_Given exercise_: Substitute "pale fur" for "white fur" in the part of the records that opens with the line containing "Mark every instance of the dark brown" and closes at the end of the records. Give only those lines, otherwise unchanged.

#### Data provided

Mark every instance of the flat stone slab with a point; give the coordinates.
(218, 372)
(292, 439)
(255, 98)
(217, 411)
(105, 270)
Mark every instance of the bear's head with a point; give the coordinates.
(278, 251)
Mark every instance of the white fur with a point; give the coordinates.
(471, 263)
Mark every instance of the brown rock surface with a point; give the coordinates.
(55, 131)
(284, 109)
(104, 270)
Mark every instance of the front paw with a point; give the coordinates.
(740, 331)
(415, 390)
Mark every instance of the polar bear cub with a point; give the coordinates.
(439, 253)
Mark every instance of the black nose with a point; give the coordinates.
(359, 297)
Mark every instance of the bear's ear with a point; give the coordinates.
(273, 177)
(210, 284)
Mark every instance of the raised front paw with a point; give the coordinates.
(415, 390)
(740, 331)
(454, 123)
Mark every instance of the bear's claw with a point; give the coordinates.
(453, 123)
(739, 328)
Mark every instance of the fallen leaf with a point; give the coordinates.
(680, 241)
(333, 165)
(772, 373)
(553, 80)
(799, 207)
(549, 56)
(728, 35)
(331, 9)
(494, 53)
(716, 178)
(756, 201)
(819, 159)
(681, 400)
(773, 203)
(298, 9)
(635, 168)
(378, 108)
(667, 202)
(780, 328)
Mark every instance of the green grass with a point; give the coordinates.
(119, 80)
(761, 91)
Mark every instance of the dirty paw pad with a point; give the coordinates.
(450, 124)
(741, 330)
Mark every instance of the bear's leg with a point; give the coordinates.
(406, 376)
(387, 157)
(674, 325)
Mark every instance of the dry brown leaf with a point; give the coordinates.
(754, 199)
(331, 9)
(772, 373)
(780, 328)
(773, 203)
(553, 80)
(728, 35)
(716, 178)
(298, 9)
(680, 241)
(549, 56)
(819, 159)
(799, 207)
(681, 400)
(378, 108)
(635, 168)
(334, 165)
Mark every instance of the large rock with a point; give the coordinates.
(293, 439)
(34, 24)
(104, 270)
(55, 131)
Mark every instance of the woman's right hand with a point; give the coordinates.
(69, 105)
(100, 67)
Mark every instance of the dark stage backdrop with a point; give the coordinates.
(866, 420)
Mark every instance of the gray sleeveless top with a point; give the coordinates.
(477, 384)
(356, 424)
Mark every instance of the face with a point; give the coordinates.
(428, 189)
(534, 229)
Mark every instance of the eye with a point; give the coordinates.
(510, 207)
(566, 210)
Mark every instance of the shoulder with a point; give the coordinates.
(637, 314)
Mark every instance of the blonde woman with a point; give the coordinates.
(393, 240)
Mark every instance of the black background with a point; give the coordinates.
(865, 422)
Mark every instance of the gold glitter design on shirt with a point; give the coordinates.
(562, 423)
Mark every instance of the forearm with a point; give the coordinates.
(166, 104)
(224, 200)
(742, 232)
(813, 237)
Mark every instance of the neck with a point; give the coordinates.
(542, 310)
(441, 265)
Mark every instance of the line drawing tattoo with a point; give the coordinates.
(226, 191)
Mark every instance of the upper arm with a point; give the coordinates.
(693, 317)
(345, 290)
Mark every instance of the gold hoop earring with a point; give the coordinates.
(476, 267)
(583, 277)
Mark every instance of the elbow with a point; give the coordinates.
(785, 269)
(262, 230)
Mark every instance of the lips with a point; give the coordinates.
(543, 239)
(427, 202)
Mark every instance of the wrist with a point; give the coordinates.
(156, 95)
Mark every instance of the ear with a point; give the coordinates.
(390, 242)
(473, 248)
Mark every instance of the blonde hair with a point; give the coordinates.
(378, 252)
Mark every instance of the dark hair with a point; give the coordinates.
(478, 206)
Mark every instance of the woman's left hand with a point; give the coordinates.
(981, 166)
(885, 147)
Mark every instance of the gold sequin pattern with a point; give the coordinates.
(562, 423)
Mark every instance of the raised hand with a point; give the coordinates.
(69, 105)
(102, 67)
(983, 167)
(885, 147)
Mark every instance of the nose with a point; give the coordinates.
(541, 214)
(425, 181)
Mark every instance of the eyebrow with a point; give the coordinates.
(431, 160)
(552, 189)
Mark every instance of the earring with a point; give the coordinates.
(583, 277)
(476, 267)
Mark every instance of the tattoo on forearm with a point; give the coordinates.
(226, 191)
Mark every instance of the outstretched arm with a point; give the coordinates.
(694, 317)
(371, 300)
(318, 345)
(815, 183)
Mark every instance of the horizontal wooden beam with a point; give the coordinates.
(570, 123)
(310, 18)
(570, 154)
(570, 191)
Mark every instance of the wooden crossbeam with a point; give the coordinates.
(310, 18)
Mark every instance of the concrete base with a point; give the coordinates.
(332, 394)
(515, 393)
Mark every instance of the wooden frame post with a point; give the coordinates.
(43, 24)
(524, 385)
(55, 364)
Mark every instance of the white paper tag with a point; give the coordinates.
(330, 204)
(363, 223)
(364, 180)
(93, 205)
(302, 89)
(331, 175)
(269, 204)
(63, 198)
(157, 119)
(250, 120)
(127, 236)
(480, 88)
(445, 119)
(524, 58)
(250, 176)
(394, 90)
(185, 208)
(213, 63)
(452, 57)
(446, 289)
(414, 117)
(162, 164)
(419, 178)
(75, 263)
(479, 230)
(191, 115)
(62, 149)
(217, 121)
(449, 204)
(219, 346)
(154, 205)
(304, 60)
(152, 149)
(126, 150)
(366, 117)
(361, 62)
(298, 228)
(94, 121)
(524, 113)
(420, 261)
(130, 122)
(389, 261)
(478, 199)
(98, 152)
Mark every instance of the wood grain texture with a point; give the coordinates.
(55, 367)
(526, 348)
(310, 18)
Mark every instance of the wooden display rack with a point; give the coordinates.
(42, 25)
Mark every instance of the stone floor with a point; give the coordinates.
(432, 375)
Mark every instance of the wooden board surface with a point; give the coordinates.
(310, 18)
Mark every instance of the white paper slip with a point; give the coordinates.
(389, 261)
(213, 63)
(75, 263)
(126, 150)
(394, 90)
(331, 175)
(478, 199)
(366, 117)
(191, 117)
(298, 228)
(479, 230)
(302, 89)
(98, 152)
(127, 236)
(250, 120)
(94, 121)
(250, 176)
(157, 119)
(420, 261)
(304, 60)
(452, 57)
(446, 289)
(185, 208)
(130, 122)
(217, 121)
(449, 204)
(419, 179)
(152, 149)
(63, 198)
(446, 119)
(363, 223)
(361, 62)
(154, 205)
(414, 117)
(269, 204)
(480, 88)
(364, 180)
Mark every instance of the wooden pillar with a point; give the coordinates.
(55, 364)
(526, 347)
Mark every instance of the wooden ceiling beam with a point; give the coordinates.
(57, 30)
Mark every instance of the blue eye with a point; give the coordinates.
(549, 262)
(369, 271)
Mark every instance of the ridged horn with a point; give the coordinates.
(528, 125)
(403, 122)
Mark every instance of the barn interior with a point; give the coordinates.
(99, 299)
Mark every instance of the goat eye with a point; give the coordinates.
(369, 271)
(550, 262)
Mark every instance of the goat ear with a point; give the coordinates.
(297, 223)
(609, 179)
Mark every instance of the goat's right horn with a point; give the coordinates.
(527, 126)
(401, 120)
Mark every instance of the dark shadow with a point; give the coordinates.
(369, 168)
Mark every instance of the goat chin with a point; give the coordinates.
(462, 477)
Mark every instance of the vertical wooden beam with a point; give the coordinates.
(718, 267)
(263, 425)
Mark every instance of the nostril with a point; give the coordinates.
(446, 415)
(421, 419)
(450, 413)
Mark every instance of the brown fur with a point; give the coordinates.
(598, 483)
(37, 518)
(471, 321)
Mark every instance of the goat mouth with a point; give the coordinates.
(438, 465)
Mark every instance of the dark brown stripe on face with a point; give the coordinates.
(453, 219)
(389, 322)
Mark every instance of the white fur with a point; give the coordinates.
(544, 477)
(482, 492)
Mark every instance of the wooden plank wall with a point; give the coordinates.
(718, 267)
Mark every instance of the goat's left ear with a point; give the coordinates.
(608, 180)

########

_Output_:
Mark every instance of the dark brown stripe on face with a point; give the coordinates.
(453, 219)
(389, 322)
Mark every instance of the pale fur with a point; give the coordinates.
(544, 477)
(482, 492)
Mark every instance of the wooden plank wall with a point; give the coordinates.
(718, 267)
Mark every instance of the goat's left ear with a point; give the coordinates.
(608, 180)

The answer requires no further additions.